● About this task
Each entry needs to be duplicated exactly.

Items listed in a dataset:
....................
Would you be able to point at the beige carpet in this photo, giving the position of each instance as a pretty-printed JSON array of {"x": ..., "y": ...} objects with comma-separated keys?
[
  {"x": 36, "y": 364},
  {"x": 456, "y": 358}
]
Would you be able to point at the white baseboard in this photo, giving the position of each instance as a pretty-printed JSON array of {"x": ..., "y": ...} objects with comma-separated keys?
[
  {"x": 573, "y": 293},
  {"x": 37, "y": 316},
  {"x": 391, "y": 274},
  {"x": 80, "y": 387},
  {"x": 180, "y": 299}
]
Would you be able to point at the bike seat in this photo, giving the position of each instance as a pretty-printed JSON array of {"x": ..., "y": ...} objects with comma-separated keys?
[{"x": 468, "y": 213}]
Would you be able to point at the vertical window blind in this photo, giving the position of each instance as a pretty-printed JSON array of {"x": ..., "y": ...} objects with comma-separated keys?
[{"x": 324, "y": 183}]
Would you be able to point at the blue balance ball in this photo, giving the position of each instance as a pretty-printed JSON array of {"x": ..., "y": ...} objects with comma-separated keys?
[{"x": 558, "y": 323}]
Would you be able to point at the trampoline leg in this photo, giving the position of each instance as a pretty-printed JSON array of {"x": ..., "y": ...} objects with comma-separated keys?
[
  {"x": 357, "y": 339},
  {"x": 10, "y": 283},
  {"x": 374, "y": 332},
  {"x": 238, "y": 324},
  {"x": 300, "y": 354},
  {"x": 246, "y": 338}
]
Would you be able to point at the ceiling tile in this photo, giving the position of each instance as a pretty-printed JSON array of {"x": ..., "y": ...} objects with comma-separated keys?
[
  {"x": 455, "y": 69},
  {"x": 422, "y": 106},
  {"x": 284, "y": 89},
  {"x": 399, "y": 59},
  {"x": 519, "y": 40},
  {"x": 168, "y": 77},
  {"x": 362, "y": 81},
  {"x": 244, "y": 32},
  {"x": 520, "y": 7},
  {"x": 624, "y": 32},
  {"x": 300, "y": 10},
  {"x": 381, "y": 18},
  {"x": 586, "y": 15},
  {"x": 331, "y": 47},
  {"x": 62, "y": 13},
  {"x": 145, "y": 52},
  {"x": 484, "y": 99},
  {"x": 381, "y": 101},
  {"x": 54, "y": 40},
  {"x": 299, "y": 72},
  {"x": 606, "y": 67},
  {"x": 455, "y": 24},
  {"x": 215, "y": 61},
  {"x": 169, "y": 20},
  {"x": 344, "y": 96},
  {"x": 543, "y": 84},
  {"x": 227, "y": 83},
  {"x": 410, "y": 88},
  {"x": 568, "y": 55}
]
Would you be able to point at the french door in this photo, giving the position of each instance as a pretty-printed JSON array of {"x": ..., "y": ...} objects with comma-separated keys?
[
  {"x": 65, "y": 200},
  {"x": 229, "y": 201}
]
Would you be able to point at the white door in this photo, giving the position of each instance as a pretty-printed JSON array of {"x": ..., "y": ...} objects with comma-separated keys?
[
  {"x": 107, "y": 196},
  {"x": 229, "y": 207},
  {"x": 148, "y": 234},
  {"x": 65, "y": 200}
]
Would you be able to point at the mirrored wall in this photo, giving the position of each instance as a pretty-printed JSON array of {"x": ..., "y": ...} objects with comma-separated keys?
....................
● Response to the task
Would you be able to point at the beige carpet in this photo, giving the position of each instance as a pretty-printed JSON array of {"x": ..., "y": ...} objects with comma-separated keys?
[
  {"x": 36, "y": 364},
  {"x": 456, "y": 358}
]
Would you be able to point at the white baseboard in this photo, giving the position of each instance as a pretty-printed JSON array of {"x": ..., "y": ...} objects with comma-separated keys?
[
  {"x": 573, "y": 293},
  {"x": 37, "y": 316},
  {"x": 391, "y": 274},
  {"x": 80, "y": 387},
  {"x": 180, "y": 299}
]
Would you be able to point at the bike seat in this photo, giving the position of each instance as a pretty-printed JSON array of {"x": ..., "y": ...} objects with comma-separated keys?
[{"x": 468, "y": 213}]
Would you be able to point at the vertical window blind in this photo, giving the position of each instance as a pretty-printed JSON array of {"x": ..., "y": ...} objects with comma-separated keys?
[{"x": 324, "y": 183}]
Would you be able to point at the blue balance ball in this photo, giving the position of each instance as a pretty-printed JSON array of {"x": ..., "y": ...} objects with comma-separated keys?
[{"x": 558, "y": 323}]
Would you be able to point at the trampoline leg in this photo, giving the position of each instance as a pretty-printed JSON array of {"x": ..., "y": ...} objects with comma-separated keys?
[
  {"x": 357, "y": 339},
  {"x": 10, "y": 283},
  {"x": 374, "y": 332},
  {"x": 238, "y": 324},
  {"x": 300, "y": 354},
  {"x": 246, "y": 338}
]
Would you be able to point at the ceiling tile in this photo, giving the position of each instance as a pretty-printed JSON array of {"x": ..., "y": ...} objects with comma-separated keys?
[
  {"x": 455, "y": 69},
  {"x": 422, "y": 106},
  {"x": 284, "y": 89},
  {"x": 399, "y": 59},
  {"x": 519, "y": 40},
  {"x": 168, "y": 77},
  {"x": 362, "y": 81},
  {"x": 244, "y": 32},
  {"x": 520, "y": 7},
  {"x": 624, "y": 32},
  {"x": 300, "y": 10},
  {"x": 381, "y": 18},
  {"x": 586, "y": 15},
  {"x": 331, "y": 47},
  {"x": 62, "y": 13},
  {"x": 145, "y": 52},
  {"x": 484, "y": 99},
  {"x": 381, "y": 101},
  {"x": 54, "y": 40},
  {"x": 299, "y": 72},
  {"x": 606, "y": 67},
  {"x": 455, "y": 24},
  {"x": 215, "y": 61},
  {"x": 169, "y": 20},
  {"x": 344, "y": 96},
  {"x": 543, "y": 84},
  {"x": 227, "y": 83},
  {"x": 410, "y": 88},
  {"x": 568, "y": 55}
]
Would you be able to point at the french door in this photo, giving the position of each instance as a pretty-printed JSON array of {"x": ..., "y": ...} objects with comma-separated keys?
[
  {"x": 65, "y": 200},
  {"x": 229, "y": 201}
]
Would you be able to point at the white door in this photo, giving the position of each instance as a pretty-printed JSON array of {"x": ..., "y": ...} objects with comma-separated keys?
[
  {"x": 107, "y": 196},
  {"x": 229, "y": 207},
  {"x": 148, "y": 234},
  {"x": 65, "y": 200}
]
Would you be able to point at the mirrored wall in this photo, giving the position of each instance as a pretty-printed JSON array of {"x": ..., "y": ...} objects with comma-separated keys?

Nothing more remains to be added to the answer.